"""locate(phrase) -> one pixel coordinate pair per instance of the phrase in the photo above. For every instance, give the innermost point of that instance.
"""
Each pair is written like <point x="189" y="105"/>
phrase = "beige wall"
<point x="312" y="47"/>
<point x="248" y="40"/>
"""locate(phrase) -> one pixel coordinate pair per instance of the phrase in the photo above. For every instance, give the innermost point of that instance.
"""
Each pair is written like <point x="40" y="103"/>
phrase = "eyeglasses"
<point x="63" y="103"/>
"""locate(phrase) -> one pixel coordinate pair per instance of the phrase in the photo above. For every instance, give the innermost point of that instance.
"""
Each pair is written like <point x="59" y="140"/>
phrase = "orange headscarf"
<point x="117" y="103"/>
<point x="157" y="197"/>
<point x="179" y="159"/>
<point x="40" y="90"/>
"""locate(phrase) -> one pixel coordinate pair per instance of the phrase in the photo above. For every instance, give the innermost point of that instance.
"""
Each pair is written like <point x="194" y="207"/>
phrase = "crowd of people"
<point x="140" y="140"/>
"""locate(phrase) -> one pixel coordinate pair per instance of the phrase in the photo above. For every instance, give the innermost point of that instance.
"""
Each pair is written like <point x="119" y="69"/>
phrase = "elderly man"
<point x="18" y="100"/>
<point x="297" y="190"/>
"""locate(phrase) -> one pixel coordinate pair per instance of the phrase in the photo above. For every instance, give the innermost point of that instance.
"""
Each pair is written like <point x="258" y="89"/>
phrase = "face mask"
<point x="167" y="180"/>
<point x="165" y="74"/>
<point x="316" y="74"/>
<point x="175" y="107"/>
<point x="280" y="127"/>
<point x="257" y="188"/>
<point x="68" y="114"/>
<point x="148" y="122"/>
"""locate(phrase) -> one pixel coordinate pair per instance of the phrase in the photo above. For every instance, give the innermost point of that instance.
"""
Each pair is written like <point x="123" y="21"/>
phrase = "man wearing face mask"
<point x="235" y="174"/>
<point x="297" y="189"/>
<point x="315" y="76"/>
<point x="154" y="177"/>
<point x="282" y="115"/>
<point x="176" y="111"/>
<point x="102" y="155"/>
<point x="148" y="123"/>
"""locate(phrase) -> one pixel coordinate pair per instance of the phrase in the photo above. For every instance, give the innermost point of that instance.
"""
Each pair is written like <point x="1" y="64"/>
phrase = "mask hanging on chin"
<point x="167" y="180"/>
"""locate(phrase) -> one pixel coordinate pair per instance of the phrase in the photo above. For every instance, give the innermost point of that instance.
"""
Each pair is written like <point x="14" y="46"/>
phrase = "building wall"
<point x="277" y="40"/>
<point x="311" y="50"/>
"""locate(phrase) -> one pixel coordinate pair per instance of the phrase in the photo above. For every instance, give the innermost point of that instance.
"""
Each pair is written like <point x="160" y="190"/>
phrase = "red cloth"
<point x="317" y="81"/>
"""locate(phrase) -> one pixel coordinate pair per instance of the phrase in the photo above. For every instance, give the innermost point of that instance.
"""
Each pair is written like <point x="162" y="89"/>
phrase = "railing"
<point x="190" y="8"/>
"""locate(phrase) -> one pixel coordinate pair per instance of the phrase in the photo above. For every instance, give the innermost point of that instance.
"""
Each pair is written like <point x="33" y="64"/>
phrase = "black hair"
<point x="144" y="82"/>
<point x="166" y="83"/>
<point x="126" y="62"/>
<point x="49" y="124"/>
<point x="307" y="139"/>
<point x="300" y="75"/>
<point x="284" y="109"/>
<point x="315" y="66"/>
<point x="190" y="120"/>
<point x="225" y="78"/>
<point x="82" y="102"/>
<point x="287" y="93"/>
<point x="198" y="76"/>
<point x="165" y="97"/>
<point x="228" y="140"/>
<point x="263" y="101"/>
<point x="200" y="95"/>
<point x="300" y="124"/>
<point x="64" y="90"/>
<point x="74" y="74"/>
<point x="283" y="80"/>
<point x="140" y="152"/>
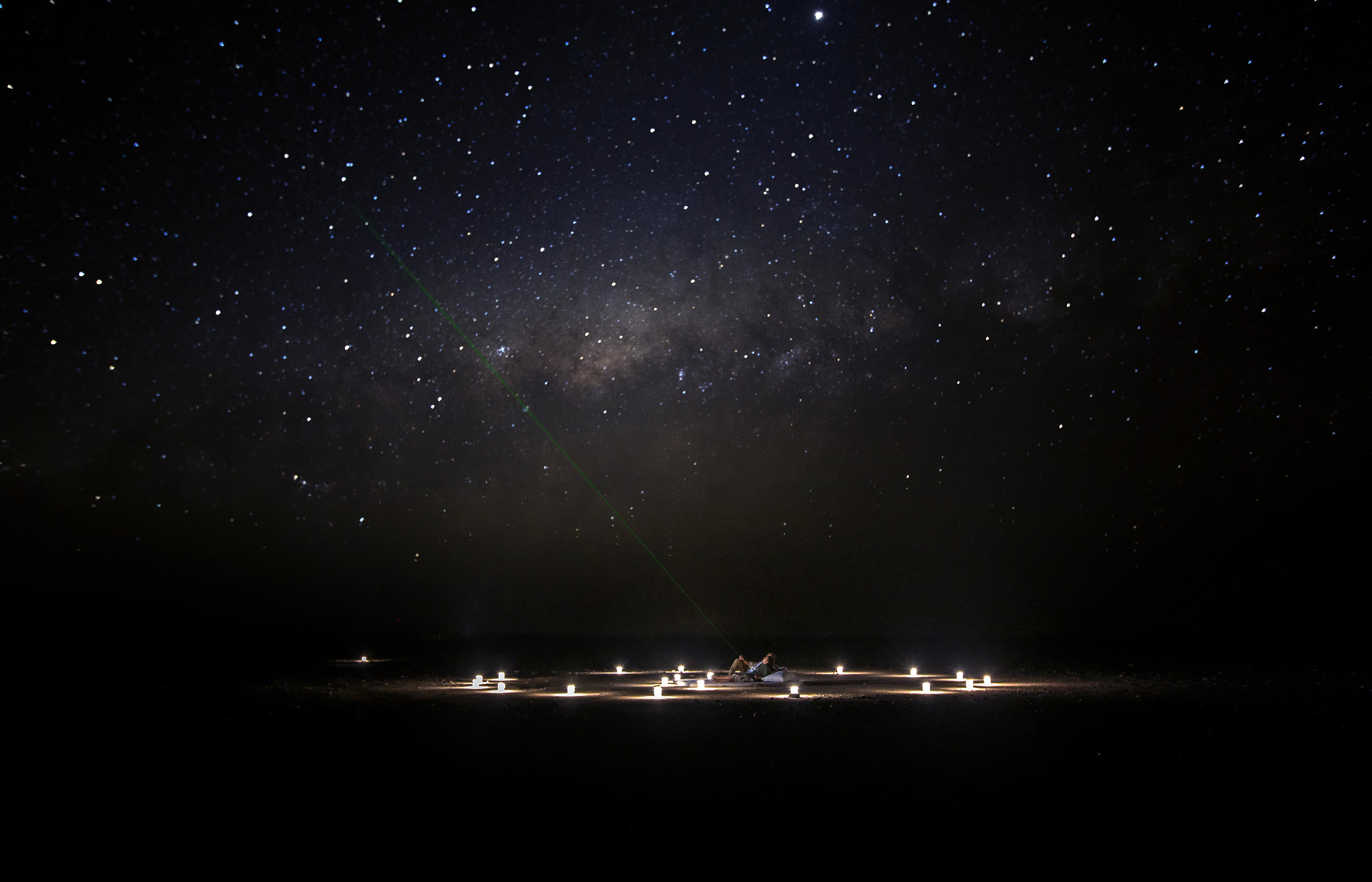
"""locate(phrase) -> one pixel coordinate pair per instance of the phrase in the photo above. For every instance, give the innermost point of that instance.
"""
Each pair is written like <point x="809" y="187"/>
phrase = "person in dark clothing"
<point x="765" y="667"/>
====
Assigned task:
All entries must be written out again exactly as given, with no pictures in the copy.

Your response:
"""locate(phrase) -> one pixel coordinate pair per instance of the phrase in the photo above. For every instance, give the innermost point of that instance.
"""
Each pair is written like <point x="189" y="105"/>
phrase = "beige wall"
<point x="312" y="47"/>
<point x="248" y="40"/>
"""locate(phrase) -> one pixel coordinate pair per instance of the phrase in the photo above. For every instance, give the innermost point of that instance.
"""
Each pair is written like <point x="40" y="103"/>
phrase = "eyeglasses"
<point x="63" y="103"/>
"""locate(phrase) -> one pixel coordinate pair per instance of the phrase in the photo above. For every instance, give the innermost point of that instance.
"""
Each pair is written like <point x="59" y="140"/>
phrase = "orange headscarf"
<point x="117" y="103"/>
<point x="157" y="197"/>
<point x="179" y="159"/>
<point x="40" y="90"/>
"""locate(phrase) -> one pixel coordinate pair per instance of the phrase in the photo above. For every instance, give the innermost point of that instance.
"""
Each pair is written like <point x="194" y="207"/>
phrase = "crowd of people"
<point x="140" y="140"/>
"""locate(phrase) -> one pixel coordinate pair per instance of the phrase in the photo above. For every instance, give the innermost point of that instance.
"""
Each pair is written like <point x="119" y="69"/>
phrase = "elderly man"
<point x="18" y="100"/>
<point x="297" y="190"/>
"""locate(phrase) -> one pixel coordinate pair per instance of the phrase in the photo above. For every instance, give the innermost point of that instance.
"""
Each pair is written like <point x="258" y="89"/>
phrase = "face mask"
<point x="167" y="180"/>
<point x="165" y="74"/>
<point x="316" y="74"/>
<point x="175" y="107"/>
<point x="280" y="127"/>
<point x="257" y="188"/>
<point x="68" y="114"/>
<point x="148" y="122"/>
"""locate(phrase) -> one pixel coordinate pair per instance of the phrase in the photo above. For every instance, give the innermost point of that instance.
"""
Each pair is written like <point x="123" y="21"/>
phrase = "man wearing face mask"
<point x="235" y="174"/>
<point x="297" y="189"/>
<point x="315" y="76"/>
<point x="154" y="177"/>
<point x="282" y="115"/>
<point x="176" y="111"/>
<point x="102" y="155"/>
<point x="148" y="123"/>
"""locate(phrase) -> one pixel coordinate pair per instance of the phrase in the photo above. For every instance, give the innermost point of that instance.
"""
Each pair is written like <point x="1" y="64"/>
phrase = "mask hanging on chin"
<point x="167" y="180"/>
"""locate(phrase) -> one pixel coordinate pair per instance of the phrase in the photo above. For every instance, give the innermost point of that instance.
"""
Each pair is written like <point x="14" y="46"/>
phrase = "building wall"
<point x="277" y="40"/>
<point x="311" y="50"/>
"""locate(phrase) -> one pixel coordinate pair per instance of the phrase in the photo above. For every instance, give the innermost point of that instance.
"""
Each pair is written like <point x="160" y="190"/>
phrase = "red cloth"
<point x="317" y="81"/>
"""locate(phrase) -> one pixel coordinate pair per instance of the phrase in the photo above. For every instance, give the innermost point of that instance.
"""
Each pair is written like <point x="162" y="89"/>
phrase = "railing"
<point x="190" y="8"/>
"""locate(phrase) -> one pixel coordinate pair per instance of the phrase in the photo above. For every instance, give the innermost point of that instance.
"""
Each pair is written like <point x="33" y="64"/>
phrase = "black hair"
<point x="144" y="82"/>
<point x="166" y="83"/>
<point x="126" y="62"/>
<point x="49" y="124"/>
<point x="307" y="139"/>
<point x="300" y="75"/>
<point x="284" y="109"/>
<point x="315" y="66"/>
<point x="190" y="120"/>
<point x="225" y="78"/>
<point x="82" y="102"/>
<point x="287" y="93"/>
<point x="198" y="76"/>
<point x="165" y="97"/>
<point x="228" y="140"/>
<point x="263" y="101"/>
<point x="200" y="95"/>
<point x="300" y="124"/>
<point x="64" y="90"/>
<point x="74" y="74"/>
<point x="283" y="80"/>
<point x="140" y="152"/>
"""locate(phrase) -> one pixel coordinate pair per instance of the phrase in the photo above. For every instance, give the innermost point of that instance.
"""
Each pair is written like <point x="809" y="187"/>
phrase = "person in dark clothing"
<point x="765" y="667"/>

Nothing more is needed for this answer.